EXTRAIT SOURCE:
Les partis politiques tuent la liberté. Regarde-les agir : ils ne recherchent qu'une chose, le pouvoir, afin d'imposer au peuple leurs idées à eux, leur programme à eux. Imposer — n'est-ce pas une méthode d'absolutisme ?
Les partis groupent des politiciens. Ils ne bougent qu'en fonction d'élections. Leur objectif : dominer le peuple, une fois élus. Dominer — n'est-ce pas aussi une forme d'absolutisme ?
Vois les nouveaux partis eux-mêmes, comme la C.C.F. ou le Bloc Populaire. Au point de vue de la recherche du pouvoir, en quoi diffèrent-ils des plus anciens ? Certaines de leurs revendications peuvent être justifiables. Mais leurs méthodes n'en sont pas moins apparentées de très près à l'absolutisme d'État dénoncé par le pape.

LISTE DES TÂCHES:
1. Répondez à partir de l'extrait sur les partis politiques :
(a) Quelle est la seule chose que recherchent les partis ?
(b) En fonction de quoi les partis bougent-ils ?
(c) Quels nouveaux partis sont cités ?
2. Recopiez à l'identique le passage de l'extrait sur les partis politiques qui commence à « Les partis groupent » et se termine à « forme d'absolutisme ? ».

DONNÉES:
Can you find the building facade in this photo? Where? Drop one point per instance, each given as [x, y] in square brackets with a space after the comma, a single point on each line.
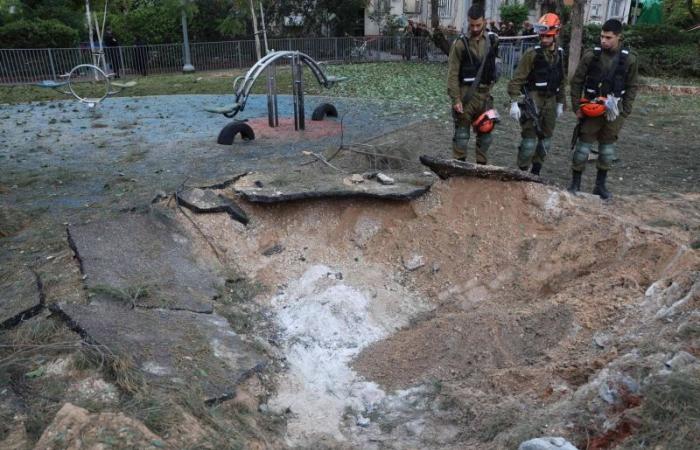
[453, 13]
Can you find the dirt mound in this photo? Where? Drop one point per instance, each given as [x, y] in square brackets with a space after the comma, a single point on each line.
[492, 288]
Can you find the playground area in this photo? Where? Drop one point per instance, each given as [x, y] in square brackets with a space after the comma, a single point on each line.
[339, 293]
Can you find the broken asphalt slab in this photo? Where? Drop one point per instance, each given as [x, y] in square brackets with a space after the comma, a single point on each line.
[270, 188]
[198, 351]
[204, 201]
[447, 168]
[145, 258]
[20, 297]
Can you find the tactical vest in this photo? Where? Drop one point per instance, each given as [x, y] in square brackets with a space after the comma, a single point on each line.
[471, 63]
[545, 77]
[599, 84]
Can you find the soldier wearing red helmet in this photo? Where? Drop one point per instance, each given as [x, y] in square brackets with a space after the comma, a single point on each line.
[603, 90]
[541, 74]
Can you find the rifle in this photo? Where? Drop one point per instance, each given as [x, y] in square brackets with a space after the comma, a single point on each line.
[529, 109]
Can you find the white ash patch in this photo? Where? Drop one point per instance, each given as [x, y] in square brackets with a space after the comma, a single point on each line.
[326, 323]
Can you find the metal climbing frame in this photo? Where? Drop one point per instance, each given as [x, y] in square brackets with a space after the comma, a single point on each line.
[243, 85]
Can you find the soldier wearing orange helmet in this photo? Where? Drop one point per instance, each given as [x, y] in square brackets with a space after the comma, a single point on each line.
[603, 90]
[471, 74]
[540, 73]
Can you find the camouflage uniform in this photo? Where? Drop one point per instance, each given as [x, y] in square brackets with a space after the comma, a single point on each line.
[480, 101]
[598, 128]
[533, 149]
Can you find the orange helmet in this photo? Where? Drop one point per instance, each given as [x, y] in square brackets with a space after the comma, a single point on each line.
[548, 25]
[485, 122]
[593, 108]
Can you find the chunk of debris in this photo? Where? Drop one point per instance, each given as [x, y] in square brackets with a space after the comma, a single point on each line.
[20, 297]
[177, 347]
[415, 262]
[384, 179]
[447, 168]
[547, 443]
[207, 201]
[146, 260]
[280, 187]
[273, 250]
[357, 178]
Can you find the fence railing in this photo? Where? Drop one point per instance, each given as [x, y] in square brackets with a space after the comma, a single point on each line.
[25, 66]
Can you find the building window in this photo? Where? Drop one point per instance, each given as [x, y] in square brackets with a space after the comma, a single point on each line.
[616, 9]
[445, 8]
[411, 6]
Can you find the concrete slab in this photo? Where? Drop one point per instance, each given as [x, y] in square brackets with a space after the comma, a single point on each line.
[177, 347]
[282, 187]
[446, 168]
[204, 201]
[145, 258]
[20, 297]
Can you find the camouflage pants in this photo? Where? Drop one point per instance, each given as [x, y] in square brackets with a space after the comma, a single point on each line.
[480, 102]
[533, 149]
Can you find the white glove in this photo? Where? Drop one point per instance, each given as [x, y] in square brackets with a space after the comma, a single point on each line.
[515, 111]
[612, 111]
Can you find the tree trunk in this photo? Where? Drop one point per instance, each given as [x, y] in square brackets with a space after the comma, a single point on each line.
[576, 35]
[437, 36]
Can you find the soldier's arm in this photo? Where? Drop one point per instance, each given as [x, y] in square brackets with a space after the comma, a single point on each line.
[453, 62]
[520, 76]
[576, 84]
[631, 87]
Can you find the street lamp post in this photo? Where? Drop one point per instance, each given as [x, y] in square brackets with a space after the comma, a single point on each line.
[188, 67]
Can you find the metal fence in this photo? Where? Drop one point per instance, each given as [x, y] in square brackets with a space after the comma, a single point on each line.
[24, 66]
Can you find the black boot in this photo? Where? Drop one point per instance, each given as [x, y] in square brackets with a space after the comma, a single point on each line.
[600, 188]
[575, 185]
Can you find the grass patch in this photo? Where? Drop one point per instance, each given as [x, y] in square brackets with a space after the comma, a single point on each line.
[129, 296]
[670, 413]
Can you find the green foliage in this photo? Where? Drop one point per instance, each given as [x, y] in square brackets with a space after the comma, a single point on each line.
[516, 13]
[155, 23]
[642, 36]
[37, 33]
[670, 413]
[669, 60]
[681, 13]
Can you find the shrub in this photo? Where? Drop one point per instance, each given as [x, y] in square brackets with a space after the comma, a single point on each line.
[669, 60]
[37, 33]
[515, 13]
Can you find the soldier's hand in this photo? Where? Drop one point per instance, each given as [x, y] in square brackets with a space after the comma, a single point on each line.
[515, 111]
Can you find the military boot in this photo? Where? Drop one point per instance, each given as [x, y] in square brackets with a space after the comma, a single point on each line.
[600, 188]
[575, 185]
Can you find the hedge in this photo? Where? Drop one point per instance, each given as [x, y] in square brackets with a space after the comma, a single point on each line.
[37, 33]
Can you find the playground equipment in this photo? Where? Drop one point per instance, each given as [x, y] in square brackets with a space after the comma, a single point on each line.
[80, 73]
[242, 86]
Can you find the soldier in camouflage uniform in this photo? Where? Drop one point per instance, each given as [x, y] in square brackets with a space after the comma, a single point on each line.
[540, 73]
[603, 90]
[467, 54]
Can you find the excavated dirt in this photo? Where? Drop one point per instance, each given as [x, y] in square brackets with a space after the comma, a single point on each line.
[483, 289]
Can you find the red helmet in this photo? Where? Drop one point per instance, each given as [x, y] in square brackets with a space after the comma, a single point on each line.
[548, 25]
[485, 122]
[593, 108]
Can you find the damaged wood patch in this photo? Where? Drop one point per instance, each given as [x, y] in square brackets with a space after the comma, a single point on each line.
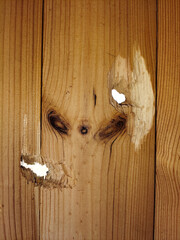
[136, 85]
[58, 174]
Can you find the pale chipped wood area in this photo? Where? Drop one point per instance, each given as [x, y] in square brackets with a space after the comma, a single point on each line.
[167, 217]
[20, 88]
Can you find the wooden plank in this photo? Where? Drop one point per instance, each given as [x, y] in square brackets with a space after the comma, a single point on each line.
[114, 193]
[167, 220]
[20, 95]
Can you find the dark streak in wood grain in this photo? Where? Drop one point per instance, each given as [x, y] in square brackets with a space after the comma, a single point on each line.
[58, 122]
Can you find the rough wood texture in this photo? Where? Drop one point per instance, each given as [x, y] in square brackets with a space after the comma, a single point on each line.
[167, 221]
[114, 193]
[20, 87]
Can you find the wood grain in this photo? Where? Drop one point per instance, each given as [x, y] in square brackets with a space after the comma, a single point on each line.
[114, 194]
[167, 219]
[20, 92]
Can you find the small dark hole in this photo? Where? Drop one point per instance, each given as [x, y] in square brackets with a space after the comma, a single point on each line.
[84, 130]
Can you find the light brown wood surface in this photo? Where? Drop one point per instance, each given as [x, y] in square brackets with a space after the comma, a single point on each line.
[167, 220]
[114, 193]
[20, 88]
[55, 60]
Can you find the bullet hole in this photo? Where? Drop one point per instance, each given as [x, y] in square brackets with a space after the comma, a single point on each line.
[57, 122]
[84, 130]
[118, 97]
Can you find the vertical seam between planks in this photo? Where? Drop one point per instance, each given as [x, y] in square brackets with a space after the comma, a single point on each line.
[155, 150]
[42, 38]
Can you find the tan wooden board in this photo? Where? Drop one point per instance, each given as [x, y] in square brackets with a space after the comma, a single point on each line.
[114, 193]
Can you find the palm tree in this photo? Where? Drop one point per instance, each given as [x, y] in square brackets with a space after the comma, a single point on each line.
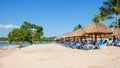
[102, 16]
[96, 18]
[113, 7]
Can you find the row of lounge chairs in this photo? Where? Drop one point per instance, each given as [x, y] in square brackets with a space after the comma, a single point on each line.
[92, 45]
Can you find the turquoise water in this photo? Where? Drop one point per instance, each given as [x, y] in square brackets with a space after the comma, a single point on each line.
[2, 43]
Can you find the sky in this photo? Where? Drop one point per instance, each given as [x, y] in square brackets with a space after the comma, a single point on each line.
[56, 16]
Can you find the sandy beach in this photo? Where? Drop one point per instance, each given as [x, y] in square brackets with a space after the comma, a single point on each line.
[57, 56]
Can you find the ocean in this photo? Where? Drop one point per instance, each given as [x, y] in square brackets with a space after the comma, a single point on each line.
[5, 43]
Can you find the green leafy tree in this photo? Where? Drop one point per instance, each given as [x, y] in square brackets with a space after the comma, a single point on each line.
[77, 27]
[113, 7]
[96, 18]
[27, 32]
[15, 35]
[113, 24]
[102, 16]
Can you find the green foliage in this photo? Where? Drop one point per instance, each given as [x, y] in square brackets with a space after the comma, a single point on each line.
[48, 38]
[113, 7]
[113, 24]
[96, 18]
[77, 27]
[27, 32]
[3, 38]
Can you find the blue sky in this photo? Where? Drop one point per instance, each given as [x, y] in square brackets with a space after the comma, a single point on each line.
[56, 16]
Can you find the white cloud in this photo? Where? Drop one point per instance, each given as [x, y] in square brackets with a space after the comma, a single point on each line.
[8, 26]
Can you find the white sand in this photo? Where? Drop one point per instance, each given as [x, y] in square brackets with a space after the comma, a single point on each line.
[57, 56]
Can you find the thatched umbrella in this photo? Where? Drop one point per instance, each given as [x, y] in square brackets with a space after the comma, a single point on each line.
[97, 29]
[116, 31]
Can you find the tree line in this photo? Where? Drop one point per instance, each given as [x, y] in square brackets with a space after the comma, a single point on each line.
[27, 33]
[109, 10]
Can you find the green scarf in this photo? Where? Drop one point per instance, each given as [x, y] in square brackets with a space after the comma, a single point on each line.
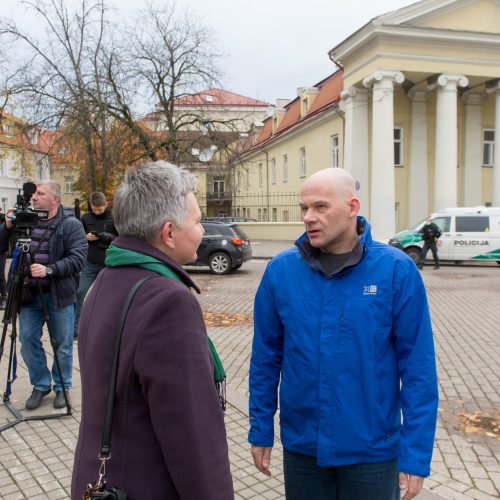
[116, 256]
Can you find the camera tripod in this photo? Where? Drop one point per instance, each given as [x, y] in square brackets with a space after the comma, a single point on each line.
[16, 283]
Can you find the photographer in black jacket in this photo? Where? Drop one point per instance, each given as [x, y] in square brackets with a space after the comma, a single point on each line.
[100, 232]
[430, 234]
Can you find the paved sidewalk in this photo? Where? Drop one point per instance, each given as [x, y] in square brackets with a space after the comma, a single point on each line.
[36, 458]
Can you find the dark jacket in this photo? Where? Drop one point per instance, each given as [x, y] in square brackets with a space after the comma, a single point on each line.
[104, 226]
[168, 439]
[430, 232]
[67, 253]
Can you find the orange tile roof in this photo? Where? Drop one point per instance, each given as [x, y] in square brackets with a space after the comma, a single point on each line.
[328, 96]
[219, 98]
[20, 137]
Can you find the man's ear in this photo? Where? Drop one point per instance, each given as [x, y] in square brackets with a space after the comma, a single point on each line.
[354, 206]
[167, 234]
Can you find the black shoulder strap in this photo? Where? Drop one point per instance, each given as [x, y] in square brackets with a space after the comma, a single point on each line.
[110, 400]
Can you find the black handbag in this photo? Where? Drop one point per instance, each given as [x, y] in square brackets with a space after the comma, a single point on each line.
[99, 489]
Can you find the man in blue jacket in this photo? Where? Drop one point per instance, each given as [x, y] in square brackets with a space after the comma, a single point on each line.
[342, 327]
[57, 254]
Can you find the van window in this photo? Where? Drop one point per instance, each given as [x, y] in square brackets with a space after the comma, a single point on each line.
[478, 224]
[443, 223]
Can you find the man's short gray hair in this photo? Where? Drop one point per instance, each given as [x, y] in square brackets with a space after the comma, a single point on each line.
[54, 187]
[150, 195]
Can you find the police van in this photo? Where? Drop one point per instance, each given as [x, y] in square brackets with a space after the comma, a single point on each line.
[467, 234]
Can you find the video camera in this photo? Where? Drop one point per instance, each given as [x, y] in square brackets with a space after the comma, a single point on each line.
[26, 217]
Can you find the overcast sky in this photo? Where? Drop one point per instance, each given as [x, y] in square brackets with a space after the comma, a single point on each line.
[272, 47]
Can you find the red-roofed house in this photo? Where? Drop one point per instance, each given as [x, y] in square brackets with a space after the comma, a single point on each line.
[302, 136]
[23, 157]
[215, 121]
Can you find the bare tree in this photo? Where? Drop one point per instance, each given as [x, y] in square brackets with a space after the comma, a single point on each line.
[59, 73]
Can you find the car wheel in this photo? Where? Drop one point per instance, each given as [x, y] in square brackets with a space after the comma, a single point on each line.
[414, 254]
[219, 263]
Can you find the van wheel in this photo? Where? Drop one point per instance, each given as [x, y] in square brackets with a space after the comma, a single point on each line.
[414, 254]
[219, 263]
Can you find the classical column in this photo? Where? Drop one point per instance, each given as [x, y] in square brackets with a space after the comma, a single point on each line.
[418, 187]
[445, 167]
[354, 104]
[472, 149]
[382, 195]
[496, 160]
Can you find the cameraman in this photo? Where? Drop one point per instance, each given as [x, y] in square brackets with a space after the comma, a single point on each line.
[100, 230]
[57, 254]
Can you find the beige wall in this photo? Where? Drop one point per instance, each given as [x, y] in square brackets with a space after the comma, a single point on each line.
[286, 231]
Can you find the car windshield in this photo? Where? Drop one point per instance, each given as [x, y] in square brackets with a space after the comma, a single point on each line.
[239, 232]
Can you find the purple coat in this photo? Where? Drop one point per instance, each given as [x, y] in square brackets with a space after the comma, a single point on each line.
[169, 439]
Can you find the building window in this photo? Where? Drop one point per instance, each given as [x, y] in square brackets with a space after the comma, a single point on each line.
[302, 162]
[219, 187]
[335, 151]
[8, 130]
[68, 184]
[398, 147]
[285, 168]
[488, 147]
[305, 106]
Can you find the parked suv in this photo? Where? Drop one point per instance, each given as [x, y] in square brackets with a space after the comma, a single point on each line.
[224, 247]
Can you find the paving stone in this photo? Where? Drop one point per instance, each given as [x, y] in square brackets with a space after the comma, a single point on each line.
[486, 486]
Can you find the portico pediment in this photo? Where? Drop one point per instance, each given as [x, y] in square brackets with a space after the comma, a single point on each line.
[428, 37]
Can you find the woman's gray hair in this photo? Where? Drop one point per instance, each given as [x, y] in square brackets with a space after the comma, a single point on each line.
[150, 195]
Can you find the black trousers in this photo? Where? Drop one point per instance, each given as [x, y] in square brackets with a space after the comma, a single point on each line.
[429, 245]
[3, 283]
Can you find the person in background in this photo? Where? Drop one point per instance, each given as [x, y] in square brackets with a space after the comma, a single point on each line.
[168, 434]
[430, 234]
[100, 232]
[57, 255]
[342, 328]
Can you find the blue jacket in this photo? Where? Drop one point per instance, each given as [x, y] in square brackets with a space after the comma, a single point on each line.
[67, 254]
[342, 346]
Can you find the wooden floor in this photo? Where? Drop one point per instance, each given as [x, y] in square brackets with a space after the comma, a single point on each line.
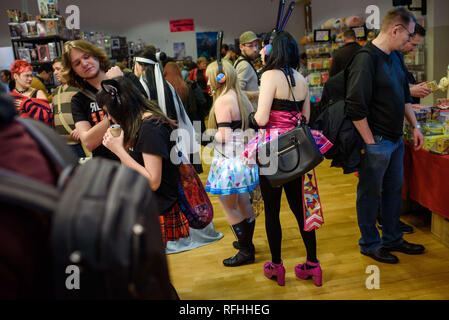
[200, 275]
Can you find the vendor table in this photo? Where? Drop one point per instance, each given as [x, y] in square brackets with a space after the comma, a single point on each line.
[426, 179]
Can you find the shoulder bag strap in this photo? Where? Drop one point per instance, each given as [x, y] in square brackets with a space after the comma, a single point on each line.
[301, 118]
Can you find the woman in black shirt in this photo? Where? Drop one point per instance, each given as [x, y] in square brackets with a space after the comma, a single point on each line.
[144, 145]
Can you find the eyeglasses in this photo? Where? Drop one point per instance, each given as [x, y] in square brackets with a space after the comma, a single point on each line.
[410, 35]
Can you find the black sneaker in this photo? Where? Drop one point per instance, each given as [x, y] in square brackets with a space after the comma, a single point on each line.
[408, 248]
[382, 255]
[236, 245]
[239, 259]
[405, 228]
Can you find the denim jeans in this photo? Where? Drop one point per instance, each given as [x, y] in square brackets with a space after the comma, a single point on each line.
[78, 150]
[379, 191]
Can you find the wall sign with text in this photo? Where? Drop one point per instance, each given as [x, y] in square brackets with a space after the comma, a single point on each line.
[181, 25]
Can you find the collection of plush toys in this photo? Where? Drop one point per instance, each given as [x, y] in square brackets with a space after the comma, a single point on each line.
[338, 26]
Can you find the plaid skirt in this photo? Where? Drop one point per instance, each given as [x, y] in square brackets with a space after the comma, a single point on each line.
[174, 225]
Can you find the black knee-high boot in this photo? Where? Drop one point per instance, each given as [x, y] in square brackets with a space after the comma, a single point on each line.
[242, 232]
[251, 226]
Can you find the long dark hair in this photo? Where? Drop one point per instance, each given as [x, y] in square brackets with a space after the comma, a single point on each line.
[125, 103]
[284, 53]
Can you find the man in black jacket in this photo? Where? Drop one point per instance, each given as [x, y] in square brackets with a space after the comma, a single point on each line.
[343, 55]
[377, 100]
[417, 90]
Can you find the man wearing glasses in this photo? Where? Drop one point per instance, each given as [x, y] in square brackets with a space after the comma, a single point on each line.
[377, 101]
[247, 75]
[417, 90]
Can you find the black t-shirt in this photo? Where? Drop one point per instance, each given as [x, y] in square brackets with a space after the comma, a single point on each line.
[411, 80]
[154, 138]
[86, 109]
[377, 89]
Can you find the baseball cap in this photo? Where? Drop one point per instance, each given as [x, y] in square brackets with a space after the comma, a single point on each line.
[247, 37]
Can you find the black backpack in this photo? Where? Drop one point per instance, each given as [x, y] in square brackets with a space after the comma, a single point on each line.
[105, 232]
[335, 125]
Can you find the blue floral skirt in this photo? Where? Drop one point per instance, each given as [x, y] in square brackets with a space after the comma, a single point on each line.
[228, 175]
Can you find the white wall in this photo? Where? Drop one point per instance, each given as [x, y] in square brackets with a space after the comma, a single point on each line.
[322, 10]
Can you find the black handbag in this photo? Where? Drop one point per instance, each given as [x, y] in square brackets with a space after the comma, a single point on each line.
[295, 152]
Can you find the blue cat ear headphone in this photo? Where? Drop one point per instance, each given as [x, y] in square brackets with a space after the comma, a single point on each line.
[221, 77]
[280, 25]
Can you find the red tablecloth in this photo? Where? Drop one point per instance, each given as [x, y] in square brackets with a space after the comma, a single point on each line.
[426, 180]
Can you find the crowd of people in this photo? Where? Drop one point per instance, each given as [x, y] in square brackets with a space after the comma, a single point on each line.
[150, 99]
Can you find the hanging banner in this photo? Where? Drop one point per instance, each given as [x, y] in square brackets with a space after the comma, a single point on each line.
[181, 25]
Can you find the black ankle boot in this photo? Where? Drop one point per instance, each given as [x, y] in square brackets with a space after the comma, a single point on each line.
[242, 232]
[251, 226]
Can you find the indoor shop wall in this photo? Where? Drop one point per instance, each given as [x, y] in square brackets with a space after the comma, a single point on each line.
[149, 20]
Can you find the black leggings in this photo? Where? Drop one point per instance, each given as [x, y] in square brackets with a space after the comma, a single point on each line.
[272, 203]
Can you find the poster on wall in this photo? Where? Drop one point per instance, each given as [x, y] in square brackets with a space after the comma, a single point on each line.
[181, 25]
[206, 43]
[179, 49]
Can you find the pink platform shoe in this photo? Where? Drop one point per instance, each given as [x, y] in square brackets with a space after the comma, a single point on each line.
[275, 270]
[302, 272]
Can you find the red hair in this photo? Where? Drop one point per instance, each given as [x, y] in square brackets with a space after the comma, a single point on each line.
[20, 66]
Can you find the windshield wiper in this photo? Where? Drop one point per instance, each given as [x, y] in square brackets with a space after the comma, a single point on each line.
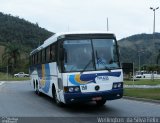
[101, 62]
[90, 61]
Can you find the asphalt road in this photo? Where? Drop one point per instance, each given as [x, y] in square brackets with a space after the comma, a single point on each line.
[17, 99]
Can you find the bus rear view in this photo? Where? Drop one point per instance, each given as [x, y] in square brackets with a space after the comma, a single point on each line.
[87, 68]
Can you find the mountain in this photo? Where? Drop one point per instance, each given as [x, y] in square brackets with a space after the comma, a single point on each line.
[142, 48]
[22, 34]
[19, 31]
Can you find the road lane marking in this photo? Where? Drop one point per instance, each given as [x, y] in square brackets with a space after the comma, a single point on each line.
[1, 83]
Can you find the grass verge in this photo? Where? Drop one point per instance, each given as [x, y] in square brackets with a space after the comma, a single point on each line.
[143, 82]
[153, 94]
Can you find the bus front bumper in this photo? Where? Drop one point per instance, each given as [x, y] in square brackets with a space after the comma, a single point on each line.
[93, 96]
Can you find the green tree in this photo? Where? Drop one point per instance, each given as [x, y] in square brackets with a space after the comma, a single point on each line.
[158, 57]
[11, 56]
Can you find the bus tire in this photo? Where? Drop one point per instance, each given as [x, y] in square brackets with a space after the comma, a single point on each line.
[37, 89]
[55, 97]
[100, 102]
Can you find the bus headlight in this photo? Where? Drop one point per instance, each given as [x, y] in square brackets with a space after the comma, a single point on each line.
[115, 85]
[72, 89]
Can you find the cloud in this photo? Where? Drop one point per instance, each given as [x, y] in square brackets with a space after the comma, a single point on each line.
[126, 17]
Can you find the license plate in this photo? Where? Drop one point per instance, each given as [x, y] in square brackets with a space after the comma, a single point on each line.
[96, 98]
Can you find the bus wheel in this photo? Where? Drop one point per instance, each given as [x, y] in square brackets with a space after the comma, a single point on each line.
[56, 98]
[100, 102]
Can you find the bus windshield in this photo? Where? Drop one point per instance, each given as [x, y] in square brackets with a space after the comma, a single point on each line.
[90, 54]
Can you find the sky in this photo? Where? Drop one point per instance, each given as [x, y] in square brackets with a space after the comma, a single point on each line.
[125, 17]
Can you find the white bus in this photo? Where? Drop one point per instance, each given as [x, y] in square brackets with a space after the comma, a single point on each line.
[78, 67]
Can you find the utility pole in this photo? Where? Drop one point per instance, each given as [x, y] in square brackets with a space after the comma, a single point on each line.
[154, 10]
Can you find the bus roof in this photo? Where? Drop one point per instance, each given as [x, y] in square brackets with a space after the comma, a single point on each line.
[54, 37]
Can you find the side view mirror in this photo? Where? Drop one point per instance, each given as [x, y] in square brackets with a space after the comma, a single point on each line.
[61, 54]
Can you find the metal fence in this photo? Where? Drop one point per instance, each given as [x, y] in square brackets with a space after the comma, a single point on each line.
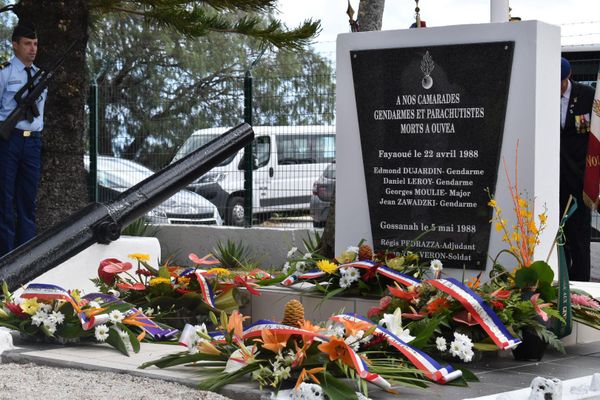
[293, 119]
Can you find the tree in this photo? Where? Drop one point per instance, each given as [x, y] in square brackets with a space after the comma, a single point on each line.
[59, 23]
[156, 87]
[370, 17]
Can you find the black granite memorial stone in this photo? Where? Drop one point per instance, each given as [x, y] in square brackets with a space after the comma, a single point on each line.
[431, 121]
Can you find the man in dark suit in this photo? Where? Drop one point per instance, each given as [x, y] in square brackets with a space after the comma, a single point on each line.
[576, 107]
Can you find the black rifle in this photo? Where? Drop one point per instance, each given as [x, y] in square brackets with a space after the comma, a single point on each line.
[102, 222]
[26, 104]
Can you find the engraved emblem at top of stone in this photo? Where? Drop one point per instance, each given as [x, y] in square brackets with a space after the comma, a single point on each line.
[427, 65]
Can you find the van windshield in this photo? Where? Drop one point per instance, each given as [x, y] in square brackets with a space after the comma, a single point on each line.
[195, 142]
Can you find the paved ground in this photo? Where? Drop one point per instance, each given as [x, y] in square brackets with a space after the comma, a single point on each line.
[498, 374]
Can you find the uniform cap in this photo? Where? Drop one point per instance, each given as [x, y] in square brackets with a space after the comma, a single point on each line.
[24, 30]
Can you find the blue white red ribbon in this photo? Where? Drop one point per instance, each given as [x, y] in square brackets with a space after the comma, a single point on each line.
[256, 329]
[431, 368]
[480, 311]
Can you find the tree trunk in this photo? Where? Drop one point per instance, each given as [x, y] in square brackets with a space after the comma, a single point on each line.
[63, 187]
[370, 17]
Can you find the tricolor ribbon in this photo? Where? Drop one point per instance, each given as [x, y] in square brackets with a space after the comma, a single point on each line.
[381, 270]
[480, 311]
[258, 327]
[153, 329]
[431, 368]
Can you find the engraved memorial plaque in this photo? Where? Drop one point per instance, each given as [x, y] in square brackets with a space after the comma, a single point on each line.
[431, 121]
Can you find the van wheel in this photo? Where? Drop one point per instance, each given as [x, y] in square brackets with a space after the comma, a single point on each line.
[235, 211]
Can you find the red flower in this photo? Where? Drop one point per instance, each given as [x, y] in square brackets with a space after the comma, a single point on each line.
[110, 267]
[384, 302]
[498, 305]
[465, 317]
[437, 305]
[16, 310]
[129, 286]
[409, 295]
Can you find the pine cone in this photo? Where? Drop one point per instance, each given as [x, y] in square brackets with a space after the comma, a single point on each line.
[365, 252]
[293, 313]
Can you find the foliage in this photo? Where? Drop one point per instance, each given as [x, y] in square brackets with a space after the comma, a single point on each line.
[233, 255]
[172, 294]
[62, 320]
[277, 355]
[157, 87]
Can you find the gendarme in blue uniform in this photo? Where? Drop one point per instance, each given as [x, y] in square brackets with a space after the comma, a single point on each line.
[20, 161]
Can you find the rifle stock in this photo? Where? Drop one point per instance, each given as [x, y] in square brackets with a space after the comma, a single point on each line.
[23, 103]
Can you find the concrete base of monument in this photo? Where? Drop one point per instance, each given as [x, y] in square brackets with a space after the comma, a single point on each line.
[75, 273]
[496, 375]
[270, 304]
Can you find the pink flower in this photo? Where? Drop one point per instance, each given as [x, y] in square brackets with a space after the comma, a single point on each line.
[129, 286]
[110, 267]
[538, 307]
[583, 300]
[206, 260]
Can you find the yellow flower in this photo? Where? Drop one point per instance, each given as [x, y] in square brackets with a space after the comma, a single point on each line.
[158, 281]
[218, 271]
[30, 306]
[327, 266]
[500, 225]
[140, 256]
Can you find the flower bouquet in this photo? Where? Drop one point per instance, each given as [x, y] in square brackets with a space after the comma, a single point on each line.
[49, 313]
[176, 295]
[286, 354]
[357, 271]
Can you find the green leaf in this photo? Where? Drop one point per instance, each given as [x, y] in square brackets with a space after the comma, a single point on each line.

RÉSULTATS PAR TÂCHE:
1.
(a) Le pouvoir.
(b) En fonction d'élections.
(c) La C.C.F. et le Bloc Populaire.

2.
Les partis groupent des politiciens. Ils ne bougent qu'en fonction d'élections. Leur objectif : dominer le peuple, une fois élus. Dominer — n'est-ce pas aussi une forme d'absolutisme ?